## Problem statement
From the line below that contains "Target: sky" to the line that contains "Objective — for every instance of the white blossom", repeat every line exactly, both ends included, and nothing else.

## Referring expression data
-.-.-
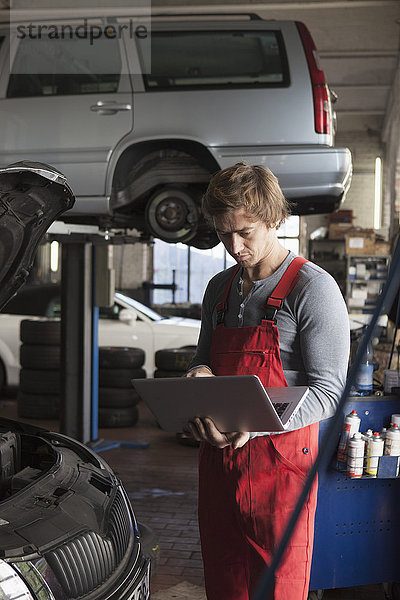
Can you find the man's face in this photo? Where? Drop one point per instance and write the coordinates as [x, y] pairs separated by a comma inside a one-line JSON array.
[[248, 240]]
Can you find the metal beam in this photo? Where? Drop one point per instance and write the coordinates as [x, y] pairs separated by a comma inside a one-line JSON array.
[[76, 340], [360, 112], [358, 54], [361, 86]]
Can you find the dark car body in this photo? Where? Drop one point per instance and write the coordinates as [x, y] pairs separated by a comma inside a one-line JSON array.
[[67, 528]]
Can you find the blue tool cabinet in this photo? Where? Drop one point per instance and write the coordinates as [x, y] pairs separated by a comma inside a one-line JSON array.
[[357, 526]]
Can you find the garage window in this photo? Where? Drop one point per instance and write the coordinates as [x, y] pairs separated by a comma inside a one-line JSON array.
[[194, 268], [182, 60], [44, 67]]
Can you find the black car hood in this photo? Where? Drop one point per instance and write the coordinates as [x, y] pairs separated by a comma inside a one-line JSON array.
[[32, 196]]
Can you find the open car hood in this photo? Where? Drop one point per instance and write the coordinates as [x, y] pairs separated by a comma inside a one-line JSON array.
[[32, 196]]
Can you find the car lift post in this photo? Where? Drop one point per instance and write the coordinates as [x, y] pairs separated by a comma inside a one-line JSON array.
[[79, 343]]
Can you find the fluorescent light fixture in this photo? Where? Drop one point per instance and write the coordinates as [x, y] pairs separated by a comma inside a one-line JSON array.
[[54, 251], [378, 194]]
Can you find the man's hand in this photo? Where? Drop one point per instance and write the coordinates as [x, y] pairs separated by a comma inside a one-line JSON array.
[[200, 372], [204, 430]]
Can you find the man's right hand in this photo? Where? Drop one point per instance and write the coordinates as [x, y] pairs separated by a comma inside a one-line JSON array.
[[200, 372]]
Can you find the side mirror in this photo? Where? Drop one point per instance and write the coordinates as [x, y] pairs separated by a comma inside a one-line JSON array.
[[127, 316]]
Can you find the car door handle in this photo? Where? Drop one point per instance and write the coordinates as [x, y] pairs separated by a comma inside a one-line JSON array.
[[109, 108]]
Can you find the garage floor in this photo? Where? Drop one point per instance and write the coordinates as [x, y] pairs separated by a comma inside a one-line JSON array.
[[161, 482]]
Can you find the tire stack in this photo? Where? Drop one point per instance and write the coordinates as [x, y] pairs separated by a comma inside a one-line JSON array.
[[117, 398], [39, 395], [39, 380], [173, 362]]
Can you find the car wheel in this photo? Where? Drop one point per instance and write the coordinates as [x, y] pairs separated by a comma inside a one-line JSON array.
[[111, 357], [118, 417], [39, 357], [36, 406], [39, 382], [117, 397], [40, 331], [173, 359], [119, 378], [172, 214]]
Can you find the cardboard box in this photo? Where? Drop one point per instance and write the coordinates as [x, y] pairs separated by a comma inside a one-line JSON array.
[[341, 216], [382, 248], [360, 241], [337, 231]]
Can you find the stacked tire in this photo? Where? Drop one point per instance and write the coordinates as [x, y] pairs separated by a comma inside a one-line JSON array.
[[39, 394], [117, 397], [173, 362]]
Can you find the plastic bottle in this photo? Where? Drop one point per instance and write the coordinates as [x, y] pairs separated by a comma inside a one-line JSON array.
[[351, 425], [373, 451], [355, 456], [364, 377], [367, 435], [392, 441]]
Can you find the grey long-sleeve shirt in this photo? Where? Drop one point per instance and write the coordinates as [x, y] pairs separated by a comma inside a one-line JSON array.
[[314, 333]]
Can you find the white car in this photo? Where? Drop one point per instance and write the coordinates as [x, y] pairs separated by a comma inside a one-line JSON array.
[[139, 122], [127, 323]]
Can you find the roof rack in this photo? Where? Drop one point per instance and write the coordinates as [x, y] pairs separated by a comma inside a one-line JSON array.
[[252, 16]]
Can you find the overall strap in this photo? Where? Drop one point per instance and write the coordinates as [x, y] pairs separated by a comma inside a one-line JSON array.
[[222, 306], [283, 289]]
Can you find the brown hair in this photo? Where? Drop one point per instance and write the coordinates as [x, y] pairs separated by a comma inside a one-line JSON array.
[[252, 187]]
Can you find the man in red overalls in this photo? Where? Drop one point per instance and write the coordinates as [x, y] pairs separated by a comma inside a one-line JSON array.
[[249, 482]]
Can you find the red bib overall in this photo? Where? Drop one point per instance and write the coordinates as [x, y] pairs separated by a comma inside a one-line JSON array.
[[247, 495]]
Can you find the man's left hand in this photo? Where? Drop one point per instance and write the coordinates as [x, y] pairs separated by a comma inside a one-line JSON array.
[[204, 430]]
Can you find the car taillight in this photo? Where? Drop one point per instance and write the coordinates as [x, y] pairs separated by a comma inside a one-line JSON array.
[[322, 102]]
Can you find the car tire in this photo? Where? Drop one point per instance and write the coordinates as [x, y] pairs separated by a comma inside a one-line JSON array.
[[40, 331], [111, 357], [162, 373], [172, 213], [174, 359], [119, 378], [40, 357], [39, 381], [37, 406], [118, 417], [117, 397]]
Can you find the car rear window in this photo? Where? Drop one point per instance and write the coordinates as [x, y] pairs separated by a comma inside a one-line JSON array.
[[44, 67], [216, 59]]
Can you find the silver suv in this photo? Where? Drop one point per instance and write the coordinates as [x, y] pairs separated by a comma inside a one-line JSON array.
[[138, 113]]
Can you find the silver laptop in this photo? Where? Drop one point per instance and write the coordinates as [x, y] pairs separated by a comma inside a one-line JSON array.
[[235, 403]]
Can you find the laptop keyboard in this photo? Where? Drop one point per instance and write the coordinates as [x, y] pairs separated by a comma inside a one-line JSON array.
[[280, 407]]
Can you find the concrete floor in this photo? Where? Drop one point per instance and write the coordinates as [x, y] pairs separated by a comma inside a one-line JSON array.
[[162, 484]]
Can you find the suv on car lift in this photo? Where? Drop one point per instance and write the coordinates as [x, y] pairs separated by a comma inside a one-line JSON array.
[[67, 528], [138, 112]]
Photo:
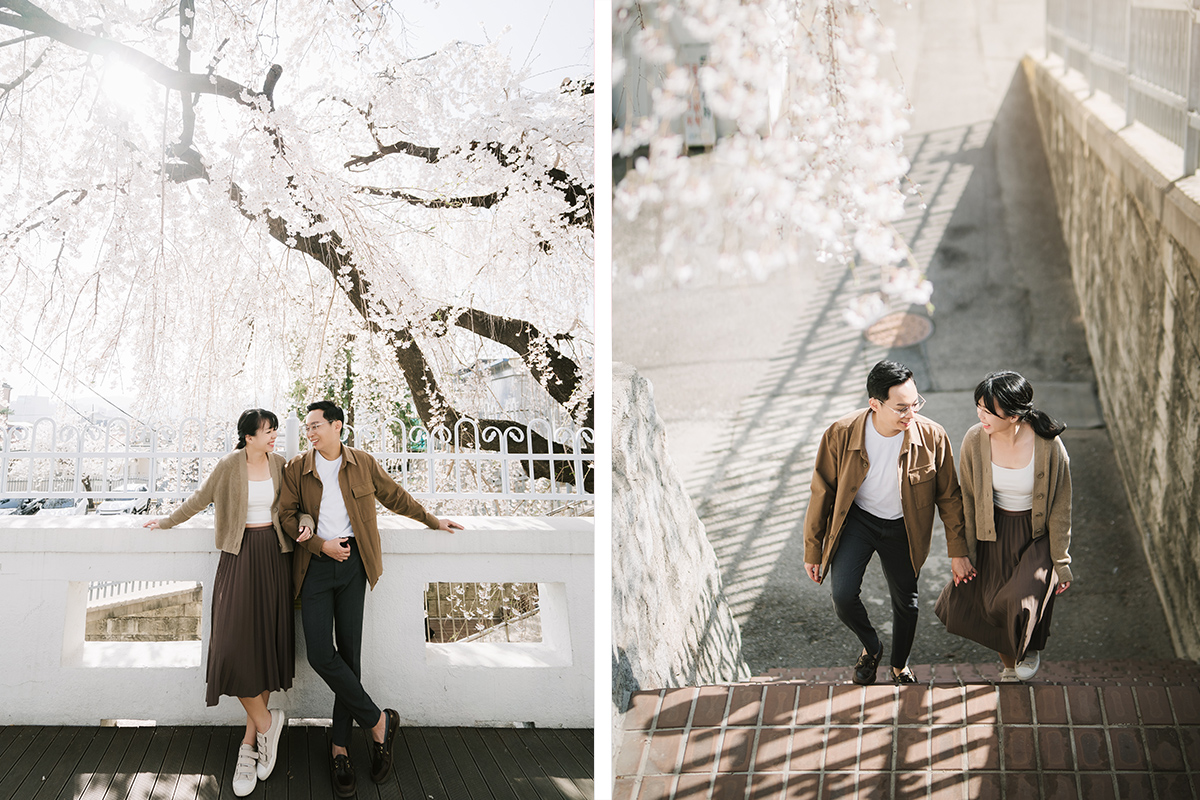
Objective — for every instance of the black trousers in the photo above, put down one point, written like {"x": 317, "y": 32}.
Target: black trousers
{"x": 331, "y": 609}
{"x": 863, "y": 535}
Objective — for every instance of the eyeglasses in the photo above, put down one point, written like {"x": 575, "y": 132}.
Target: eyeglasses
{"x": 904, "y": 409}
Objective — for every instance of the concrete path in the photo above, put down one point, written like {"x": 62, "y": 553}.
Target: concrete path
{"x": 748, "y": 377}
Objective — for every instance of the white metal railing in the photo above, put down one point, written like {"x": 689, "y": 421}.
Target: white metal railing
{"x": 113, "y": 590}
{"x": 121, "y": 458}
{"x": 1145, "y": 54}
{"x": 52, "y": 674}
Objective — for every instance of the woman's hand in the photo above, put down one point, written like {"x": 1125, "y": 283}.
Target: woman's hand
{"x": 963, "y": 570}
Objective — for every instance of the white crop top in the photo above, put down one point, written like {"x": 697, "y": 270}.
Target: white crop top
{"x": 258, "y": 504}
{"x": 1012, "y": 489}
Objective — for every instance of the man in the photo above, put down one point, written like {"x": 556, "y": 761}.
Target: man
{"x": 879, "y": 473}
{"x": 333, "y": 569}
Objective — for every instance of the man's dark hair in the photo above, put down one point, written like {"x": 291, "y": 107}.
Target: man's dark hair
{"x": 883, "y": 377}
{"x": 330, "y": 410}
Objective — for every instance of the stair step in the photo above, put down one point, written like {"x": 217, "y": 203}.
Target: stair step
{"x": 1174, "y": 672}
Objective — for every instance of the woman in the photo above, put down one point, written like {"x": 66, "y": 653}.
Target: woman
{"x": 251, "y": 644}
{"x": 1015, "y": 479}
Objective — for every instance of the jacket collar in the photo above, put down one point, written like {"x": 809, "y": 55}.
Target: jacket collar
{"x": 310, "y": 458}
{"x": 912, "y": 435}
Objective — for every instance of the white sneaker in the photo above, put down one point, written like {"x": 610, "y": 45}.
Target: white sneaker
{"x": 244, "y": 775}
{"x": 269, "y": 745}
{"x": 1027, "y": 667}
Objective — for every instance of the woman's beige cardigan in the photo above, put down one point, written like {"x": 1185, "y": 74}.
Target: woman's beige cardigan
{"x": 1051, "y": 495}
{"x": 228, "y": 488}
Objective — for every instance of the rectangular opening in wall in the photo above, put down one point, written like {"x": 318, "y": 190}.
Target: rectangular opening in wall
{"x": 144, "y": 611}
{"x": 481, "y": 613}
{"x": 132, "y": 624}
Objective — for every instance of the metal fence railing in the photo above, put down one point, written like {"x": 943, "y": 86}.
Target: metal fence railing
{"x": 1145, "y": 54}
{"x": 471, "y": 461}
{"x": 106, "y": 591}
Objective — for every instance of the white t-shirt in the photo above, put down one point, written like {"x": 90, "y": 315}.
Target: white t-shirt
{"x": 1012, "y": 489}
{"x": 880, "y": 492}
{"x": 258, "y": 503}
{"x": 333, "y": 521}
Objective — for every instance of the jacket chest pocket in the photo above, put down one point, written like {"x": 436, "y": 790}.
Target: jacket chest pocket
{"x": 922, "y": 485}
{"x": 363, "y": 492}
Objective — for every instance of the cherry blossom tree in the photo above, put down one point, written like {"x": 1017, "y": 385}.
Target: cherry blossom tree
{"x": 214, "y": 197}
{"x": 761, "y": 137}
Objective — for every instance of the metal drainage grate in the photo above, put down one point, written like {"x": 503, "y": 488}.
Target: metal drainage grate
{"x": 899, "y": 329}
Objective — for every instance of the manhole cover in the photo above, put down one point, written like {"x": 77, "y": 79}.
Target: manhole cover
{"x": 899, "y": 329}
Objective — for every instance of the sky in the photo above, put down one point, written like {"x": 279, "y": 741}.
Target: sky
{"x": 555, "y": 37}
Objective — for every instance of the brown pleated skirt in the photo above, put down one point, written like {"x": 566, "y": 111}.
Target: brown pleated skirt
{"x": 1007, "y": 606}
{"x": 252, "y": 644}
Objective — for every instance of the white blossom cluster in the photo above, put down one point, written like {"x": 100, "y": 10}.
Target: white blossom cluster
{"x": 108, "y": 268}
{"x": 807, "y": 162}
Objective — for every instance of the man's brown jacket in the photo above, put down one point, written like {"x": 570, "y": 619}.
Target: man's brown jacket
{"x": 363, "y": 481}
{"x": 927, "y": 479}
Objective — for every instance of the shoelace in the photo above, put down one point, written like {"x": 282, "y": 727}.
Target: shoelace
{"x": 245, "y": 767}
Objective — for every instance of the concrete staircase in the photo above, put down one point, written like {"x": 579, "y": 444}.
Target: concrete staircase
{"x": 1084, "y": 729}
{"x": 172, "y": 617}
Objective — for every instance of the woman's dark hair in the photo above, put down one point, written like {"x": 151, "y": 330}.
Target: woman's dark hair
{"x": 250, "y": 422}
{"x": 883, "y": 377}
{"x": 1007, "y": 394}
{"x": 329, "y": 409}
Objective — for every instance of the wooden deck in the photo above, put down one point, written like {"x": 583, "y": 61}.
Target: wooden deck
{"x": 196, "y": 763}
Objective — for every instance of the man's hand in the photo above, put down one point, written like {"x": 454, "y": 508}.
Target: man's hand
{"x": 336, "y": 548}
{"x": 963, "y": 570}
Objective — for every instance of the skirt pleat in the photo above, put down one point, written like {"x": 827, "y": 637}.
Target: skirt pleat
{"x": 1008, "y": 605}
{"x": 252, "y": 641}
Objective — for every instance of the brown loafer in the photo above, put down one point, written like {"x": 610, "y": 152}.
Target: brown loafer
{"x": 342, "y": 775}
{"x": 381, "y": 751}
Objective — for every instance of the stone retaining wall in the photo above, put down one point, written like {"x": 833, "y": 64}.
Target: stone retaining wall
{"x": 1134, "y": 239}
{"x": 671, "y": 624}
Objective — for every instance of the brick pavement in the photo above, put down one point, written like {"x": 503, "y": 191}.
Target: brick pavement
{"x": 1080, "y": 729}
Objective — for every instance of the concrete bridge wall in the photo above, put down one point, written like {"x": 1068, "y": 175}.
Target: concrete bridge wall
{"x": 1132, "y": 224}
{"x": 671, "y": 621}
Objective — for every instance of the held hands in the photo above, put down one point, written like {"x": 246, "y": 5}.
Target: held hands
{"x": 963, "y": 570}
{"x": 336, "y": 548}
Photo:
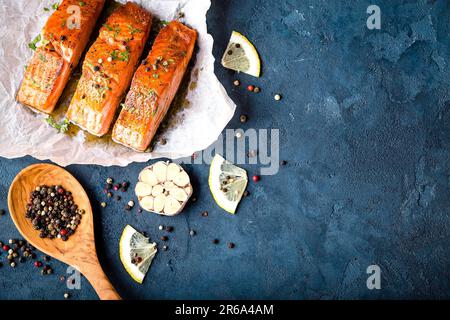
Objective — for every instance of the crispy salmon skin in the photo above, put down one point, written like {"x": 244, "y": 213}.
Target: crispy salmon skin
{"x": 154, "y": 86}
{"x": 63, "y": 41}
{"x": 108, "y": 68}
-.-.-
## Finished task
Target: sky
{"x": 555, "y": 37}
Objective — for every instance of the brown pleated skirt in the photo above, put down one point, written like {"x": 566, "y": 111}.
Target: brown pleated skirt
{"x": 1007, "y": 606}
{"x": 252, "y": 644}
Objective — for every instance of the white blossom cluster in the photo above, put down one point, written like {"x": 100, "y": 10}.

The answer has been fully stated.